WORK TASK:
An identical copy of the listing below is all the answer should contain.

------------------------------------------------------------

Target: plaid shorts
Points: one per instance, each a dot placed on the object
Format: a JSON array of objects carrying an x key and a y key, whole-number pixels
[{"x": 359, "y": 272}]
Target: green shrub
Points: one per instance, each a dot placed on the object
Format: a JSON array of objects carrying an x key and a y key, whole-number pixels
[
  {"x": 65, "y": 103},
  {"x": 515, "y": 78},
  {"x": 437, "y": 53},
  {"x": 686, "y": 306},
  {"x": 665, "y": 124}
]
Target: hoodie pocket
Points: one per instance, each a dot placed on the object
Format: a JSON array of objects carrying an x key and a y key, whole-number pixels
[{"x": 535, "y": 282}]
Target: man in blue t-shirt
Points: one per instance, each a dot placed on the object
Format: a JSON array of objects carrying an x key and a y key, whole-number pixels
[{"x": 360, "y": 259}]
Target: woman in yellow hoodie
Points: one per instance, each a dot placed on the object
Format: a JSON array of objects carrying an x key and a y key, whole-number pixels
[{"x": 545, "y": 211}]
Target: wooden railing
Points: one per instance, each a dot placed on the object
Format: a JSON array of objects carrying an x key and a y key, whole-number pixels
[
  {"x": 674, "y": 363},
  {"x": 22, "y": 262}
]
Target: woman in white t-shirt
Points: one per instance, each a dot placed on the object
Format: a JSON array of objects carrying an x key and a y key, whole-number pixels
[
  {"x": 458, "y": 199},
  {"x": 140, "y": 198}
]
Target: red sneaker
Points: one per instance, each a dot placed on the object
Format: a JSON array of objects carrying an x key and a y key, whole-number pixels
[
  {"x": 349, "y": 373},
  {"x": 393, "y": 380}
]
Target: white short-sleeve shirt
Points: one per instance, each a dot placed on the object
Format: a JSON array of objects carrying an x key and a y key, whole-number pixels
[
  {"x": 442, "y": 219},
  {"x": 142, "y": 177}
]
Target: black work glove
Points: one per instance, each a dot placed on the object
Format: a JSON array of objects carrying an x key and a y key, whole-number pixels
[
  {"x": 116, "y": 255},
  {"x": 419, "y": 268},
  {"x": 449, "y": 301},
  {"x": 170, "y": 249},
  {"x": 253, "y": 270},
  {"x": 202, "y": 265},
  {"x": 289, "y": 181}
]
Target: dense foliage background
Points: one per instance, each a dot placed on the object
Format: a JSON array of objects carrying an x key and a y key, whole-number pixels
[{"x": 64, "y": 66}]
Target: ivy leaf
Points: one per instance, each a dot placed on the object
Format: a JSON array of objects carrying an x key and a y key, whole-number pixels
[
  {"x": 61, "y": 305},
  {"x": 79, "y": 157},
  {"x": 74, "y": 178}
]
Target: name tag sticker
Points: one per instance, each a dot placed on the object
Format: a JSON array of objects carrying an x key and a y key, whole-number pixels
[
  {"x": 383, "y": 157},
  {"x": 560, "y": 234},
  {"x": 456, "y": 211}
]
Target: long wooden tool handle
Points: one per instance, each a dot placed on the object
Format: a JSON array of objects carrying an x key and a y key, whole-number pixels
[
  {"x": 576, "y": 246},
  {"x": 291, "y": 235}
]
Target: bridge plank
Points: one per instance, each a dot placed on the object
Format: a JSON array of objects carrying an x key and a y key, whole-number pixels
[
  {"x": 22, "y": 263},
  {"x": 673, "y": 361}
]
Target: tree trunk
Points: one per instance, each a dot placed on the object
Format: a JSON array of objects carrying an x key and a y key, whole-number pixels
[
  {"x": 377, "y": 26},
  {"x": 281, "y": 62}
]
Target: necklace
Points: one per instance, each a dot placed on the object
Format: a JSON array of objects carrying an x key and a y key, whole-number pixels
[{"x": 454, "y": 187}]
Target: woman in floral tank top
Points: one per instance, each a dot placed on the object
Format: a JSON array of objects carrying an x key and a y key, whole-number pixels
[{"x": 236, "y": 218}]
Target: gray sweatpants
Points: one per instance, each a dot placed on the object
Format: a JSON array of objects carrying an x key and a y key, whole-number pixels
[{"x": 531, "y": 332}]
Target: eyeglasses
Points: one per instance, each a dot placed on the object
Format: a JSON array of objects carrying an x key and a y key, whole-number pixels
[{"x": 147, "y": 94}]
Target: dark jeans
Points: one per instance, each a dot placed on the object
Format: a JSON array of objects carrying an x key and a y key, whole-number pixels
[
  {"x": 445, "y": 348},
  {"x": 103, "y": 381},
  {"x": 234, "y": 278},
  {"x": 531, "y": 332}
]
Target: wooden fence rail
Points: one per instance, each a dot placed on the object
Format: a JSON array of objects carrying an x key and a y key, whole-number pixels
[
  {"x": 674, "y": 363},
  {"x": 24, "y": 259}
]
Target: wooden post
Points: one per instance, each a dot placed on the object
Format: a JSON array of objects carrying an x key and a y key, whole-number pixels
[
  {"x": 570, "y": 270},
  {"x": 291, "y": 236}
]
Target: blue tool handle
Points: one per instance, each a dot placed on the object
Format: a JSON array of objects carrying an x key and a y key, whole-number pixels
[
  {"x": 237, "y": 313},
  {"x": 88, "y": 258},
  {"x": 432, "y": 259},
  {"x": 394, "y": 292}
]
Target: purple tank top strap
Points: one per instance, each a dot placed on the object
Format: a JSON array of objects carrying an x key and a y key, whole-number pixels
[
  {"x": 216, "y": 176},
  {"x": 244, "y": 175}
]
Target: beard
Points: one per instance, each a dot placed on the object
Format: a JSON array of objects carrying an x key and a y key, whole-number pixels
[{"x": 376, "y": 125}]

------------------------------------------------------------

FINISHED TASK:
Target: plaid shorts
Points: one per instance, each a dot placed on the object
Format: a JSON array of objects carrying an x key and a y key, whole-number pixels
[{"x": 359, "y": 272}]
Target: green shrub
Points: one per instance, each a dot placed on the object
Format: a JSON array of objects carrying an x key and a y key, whole-number pixels
[
  {"x": 65, "y": 103},
  {"x": 515, "y": 78},
  {"x": 437, "y": 53},
  {"x": 686, "y": 306},
  {"x": 665, "y": 124}
]
Target: hoodie pocket
Points: one per instance, each a dot placed on the object
Format: a JSON array of objects carrying an x key and a y key, whole-number pixels
[{"x": 535, "y": 282}]
Target: man in blue t-shirt
Points: one per instance, each a dot placed on the object
Format: a JSON array of objects carrying an x key and a y key, whole-number pixels
[{"x": 360, "y": 259}]
Target: woman in yellow hoodie
Points: one per instance, each a dot placed on the object
Format: a JSON array of objects carrying an x key and a y key, whole-number pixels
[{"x": 545, "y": 211}]
Target: wooden railing
Points: one per instance, each a dot placed on the object
Format: a JSON array of objects carrying an x key and a y key, whole-number pixels
[
  {"x": 674, "y": 363},
  {"x": 22, "y": 262}
]
Target: woman in white t-shirt
Points: one per instance, each a dot placed on the object
Format: a JSON array of objects carrying an x key and a y key, whole-number pixels
[
  {"x": 458, "y": 199},
  {"x": 140, "y": 198}
]
Target: red sneaker
Points: one per instance, each a dot placed on the object
Format: a JSON array of objects carrying an x key and a y key, whole-number pixels
[
  {"x": 349, "y": 373},
  {"x": 393, "y": 380}
]
Target: white short-sleeve shirt
Points: one per instance, each a dot placed on the object
Format: a JSON array of objects carrying an x key and a y key, whole-number pixels
[
  {"x": 442, "y": 219},
  {"x": 142, "y": 177}
]
Target: black work glove
Points: one per instance, each a dot placed on the object
Format: a JSON array of objects carrying an x key and a y key, whole-number pixels
[
  {"x": 116, "y": 255},
  {"x": 419, "y": 268},
  {"x": 449, "y": 301},
  {"x": 170, "y": 249},
  {"x": 253, "y": 270},
  {"x": 202, "y": 265},
  {"x": 289, "y": 181}
]
Target: dense foliage background
Points: one per instance, each a dot placed on the object
Format: a JSON array of objects carrying an x key and a y key, whole-number pixels
[{"x": 64, "y": 66}]
Target: ivy leaf
Points: one per instance, each a dot placed on the object
Format: a JSON array of objects carrying an x key and a y key, whole-number pixels
[
  {"x": 61, "y": 305},
  {"x": 79, "y": 157},
  {"x": 74, "y": 178}
]
Target: name tag sticker
Points: one per instance, each a dot placed on the object
Format: a JSON array of objects carrying an x key and a y key, whole-number pixels
[
  {"x": 383, "y": 157},
  {"x": 560, "y": 234},
  {"x": 456, "y": 211}
]
Target: long wooden tool handle
Points: one per instance, each a dot placed on the object
Format: a JSON array of objects carrying an x key and a y key, whole-number pixels
[
  {"x": 576, "y": 246},
  {"x": 291, "y": 235}
]
Target: bridge plank
Points: one per instance, each a dot placed on the object
Format: a JSON array of objects carrying an x key and a y key, whole-number pixels
[
  {"x": 22, "y": 263},
  {"x": 673, "y": 361}
]
Target: tree trunk
Points: one per instance, each a dot placed on the object
Format: a JSON array of objects carrying an x key and a y key, whole-number pixels
[
  {"x": 377, "y": 26},
  {"x": 281, "y": 62}
]
Target: necklace
Points: one per instance, each a dot placed on the object
Format: a JSON array of objects carrying an x key and a y key, whole-number pixels
[{"x": 454, "y": 187}]
Target: woman in floral tank top
Points: one per instance, each a dot placed on the object
Format: a JSON array of objects carrying an x key and a y key, whole-number pixels
[{"x": 236, "y": 218}]
Target: gray sweatpants
Points: one per instance, each a dot placed on the object
Format: a JSON array of objects carrying an x key and a y key, whole-number pixels
[{"x": 531, "y": 332}]
Target: eyeglasses
Points: one per instance, each a dot placed on the object
Format: a JSON array of objects carrying an x key and a y key, whole-number pixels
[{"x": 147, "y": 94}]
Target: dark jeans
Points: one per instance, each a dot placed on the object
Format: a JSON array of objects carrying an x key and a y key, whole-number pixels
[
  {"x": 445, "y": 348},
  {"x": 103, "y": 381},
  {"x": 234, "y": 278},
  {"x": 531, "y": 332}
]
Target: wooden fence rail
Points: one per instance, each a dot placed on the object
Format: a JSON array of objects carrying an x key and a y key, whole-number pixels
[
  {"x": 674, "y": 363},
  {"x": 24, "y": 259}
]
Target: wooden post
Points: one per instance, each a dot placed on the object
Format: a JSON array of objects carrying an x key and a y key, whole-number pixels
[
  {"x": 570, "y": 270},
  {"x": 291, "y": 236}
]
Target: blue tool handle
Points: one per instance, each a dot placed on the object
Format: a JSON array of objects carrying an x key and a y key, whole-number pixels
[
  {"x": 237, "y": 313},
  {"x": 88, "y": 258},
  {"x": 432, "y": 259},
  {"x": 394, "y": 292}
]
Target: purple tank top strap
Points: one per instance, each a dot placed on the object
Format: a JSON array of objects carrying an x key and a y key, whole-number pixels
[
  {"x": 216, "y": 176},
  {"x": 244, "y": 175}
]
Target: beard
Points: one per instance, each a dot placed on the object
Format: a JSON array of objects carrying an x key and a y key, whole-number pixels
[{"x": 376, "y": 125}]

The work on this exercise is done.